%%

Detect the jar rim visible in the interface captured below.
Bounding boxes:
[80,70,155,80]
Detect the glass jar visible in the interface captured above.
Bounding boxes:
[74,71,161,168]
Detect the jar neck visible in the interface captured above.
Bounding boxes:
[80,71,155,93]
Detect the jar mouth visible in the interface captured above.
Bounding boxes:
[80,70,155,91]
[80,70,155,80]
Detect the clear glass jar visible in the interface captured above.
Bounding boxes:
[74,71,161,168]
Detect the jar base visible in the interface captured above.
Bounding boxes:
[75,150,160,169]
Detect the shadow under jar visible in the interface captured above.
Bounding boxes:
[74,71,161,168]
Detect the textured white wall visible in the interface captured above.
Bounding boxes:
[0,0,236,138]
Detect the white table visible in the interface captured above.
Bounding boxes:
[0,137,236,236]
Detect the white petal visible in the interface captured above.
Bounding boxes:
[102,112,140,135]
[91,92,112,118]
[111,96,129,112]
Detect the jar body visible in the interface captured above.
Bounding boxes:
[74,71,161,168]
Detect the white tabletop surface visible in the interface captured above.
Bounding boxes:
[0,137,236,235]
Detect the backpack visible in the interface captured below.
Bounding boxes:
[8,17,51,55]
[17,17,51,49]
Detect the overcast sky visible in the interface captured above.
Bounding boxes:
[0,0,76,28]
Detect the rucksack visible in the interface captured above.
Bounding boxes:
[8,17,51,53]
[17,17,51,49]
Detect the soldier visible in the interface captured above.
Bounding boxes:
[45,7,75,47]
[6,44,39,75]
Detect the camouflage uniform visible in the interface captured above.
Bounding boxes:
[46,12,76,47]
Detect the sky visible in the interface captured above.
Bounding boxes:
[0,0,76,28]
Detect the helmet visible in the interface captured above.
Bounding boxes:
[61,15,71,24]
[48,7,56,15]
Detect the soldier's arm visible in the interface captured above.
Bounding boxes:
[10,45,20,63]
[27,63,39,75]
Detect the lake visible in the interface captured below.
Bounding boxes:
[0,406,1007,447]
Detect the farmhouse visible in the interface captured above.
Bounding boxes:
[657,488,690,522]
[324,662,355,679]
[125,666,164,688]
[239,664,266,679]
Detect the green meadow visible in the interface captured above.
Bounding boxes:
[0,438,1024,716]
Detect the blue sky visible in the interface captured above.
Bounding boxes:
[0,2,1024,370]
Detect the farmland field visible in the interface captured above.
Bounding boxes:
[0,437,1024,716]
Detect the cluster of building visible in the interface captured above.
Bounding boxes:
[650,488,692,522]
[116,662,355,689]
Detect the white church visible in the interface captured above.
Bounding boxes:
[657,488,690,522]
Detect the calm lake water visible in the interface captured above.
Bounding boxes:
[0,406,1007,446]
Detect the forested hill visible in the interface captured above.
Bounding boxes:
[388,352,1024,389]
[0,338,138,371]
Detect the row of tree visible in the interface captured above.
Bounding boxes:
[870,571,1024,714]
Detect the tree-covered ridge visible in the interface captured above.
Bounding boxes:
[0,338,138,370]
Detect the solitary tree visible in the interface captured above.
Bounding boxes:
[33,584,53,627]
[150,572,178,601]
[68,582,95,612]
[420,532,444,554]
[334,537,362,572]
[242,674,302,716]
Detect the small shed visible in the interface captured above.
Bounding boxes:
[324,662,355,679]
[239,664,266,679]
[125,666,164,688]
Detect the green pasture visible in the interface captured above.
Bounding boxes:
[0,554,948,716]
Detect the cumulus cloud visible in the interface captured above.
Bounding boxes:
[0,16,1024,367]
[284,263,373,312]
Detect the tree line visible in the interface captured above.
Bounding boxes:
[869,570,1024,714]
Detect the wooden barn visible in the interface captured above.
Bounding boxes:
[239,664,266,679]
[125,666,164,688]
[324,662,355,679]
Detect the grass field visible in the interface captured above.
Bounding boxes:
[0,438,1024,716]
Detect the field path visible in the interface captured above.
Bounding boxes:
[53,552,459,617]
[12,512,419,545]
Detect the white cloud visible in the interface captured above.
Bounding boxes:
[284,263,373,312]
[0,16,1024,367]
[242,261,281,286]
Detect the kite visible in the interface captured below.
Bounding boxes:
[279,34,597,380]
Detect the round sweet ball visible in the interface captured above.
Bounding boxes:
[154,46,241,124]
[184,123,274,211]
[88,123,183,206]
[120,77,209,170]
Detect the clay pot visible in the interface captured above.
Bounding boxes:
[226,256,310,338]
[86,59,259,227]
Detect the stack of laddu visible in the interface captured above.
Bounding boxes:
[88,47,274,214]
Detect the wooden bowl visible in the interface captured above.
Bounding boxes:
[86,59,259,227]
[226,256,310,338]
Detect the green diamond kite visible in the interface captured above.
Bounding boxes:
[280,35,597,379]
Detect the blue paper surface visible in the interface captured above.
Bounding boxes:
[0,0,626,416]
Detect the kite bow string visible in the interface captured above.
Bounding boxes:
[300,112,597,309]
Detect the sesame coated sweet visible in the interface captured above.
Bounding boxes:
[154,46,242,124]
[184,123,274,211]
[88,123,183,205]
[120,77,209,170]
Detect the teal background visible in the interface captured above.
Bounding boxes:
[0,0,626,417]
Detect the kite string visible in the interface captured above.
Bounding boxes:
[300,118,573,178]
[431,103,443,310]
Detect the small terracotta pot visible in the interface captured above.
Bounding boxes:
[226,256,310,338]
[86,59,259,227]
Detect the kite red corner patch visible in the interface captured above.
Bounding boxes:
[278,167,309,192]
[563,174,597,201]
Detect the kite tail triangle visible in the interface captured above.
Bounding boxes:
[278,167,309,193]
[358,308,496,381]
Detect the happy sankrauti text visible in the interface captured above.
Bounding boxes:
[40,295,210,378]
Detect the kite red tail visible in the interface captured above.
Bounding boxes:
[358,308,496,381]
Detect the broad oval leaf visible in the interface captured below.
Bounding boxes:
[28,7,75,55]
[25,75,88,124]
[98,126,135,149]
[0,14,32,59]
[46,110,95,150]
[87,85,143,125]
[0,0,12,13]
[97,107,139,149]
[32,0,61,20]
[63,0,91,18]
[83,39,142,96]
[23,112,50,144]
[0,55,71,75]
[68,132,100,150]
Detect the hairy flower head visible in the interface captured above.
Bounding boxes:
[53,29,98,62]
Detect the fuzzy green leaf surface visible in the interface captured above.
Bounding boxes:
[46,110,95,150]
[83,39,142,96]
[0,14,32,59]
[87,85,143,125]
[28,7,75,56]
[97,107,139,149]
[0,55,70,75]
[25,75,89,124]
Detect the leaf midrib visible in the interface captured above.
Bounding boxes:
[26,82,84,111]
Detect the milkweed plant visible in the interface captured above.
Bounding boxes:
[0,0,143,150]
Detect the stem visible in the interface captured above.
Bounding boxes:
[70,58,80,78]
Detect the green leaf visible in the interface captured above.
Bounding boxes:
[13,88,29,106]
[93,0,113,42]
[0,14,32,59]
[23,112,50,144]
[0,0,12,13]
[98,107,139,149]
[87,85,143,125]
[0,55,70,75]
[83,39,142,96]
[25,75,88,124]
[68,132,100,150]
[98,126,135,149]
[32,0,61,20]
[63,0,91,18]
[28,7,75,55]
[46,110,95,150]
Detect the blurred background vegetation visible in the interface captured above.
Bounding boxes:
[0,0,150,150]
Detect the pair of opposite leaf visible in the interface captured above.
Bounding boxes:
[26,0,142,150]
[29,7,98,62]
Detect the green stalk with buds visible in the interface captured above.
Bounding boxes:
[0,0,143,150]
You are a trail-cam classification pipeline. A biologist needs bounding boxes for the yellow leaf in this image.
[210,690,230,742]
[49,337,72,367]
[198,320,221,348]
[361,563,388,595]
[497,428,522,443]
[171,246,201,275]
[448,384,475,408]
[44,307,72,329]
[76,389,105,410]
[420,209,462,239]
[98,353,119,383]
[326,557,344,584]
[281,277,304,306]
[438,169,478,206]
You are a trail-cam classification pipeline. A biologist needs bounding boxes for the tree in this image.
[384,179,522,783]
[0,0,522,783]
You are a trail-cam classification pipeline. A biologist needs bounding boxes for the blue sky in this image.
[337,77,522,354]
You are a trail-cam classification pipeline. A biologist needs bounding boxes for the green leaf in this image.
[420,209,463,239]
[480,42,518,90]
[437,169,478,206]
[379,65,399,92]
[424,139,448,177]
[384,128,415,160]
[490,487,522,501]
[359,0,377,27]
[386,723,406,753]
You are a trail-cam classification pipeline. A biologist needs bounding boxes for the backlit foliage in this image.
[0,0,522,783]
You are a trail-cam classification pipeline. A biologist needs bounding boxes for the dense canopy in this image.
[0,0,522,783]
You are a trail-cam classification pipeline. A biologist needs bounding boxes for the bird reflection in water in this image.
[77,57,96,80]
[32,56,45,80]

%%

▶ Set task: Copy the records word for word, starting at the line that contains "Detect the white petal" and ending at the line that contains "[0,406,1007,447]", with both of those lines included.

▶ Solution to this exercise:
Detect the white petal visible in the interface captured above.
Bounding boxes:
[102,112,140,135]
[91,92,112,118]
[111,96,129,112]
Detect the jar body visible in the interface captured above.
Bounding boxes:
[74,71,161,168]
Detect the white tabletop surface visible in the interface captured above.
Bounding boxes:
[0,137,236,235]
Detect the backpack visible in the interface captured below.
Bounding boxes:
[8,17,51,55]
[17,17,51,49]
Detect the overcast sky visible in the interface captured above.
Bounding boxes:
[0,0,76,28]
Detect the rucksack visible in the interface captured above.
Bounding boxes:
[8,17,51,53]
[17,17,51,49]
Detect the soldier visible in the interface captured above.
Bounding boxes:
[45,7,75,47]
[6,44,39,75]
Detect the camouflage uniform visible in the interface captured above.
Bounding boxes:
[46,12,76,47]
Detect the sky visible in the interface captured above.
Bounding boxes:
[0,0,76,28]
Detect the helmet visible in the interface captured above.
Bounding boxes:
[61,15,71,24]
[48,7,56,15]
Detect the soldier's arm visible in the interface captured above.
Bounding boxes:
[10,45,20,63]
[27,63,39,75]
Detect the lake visible in the interface captured below.
Bounding boxes:
[0,406,1007,447]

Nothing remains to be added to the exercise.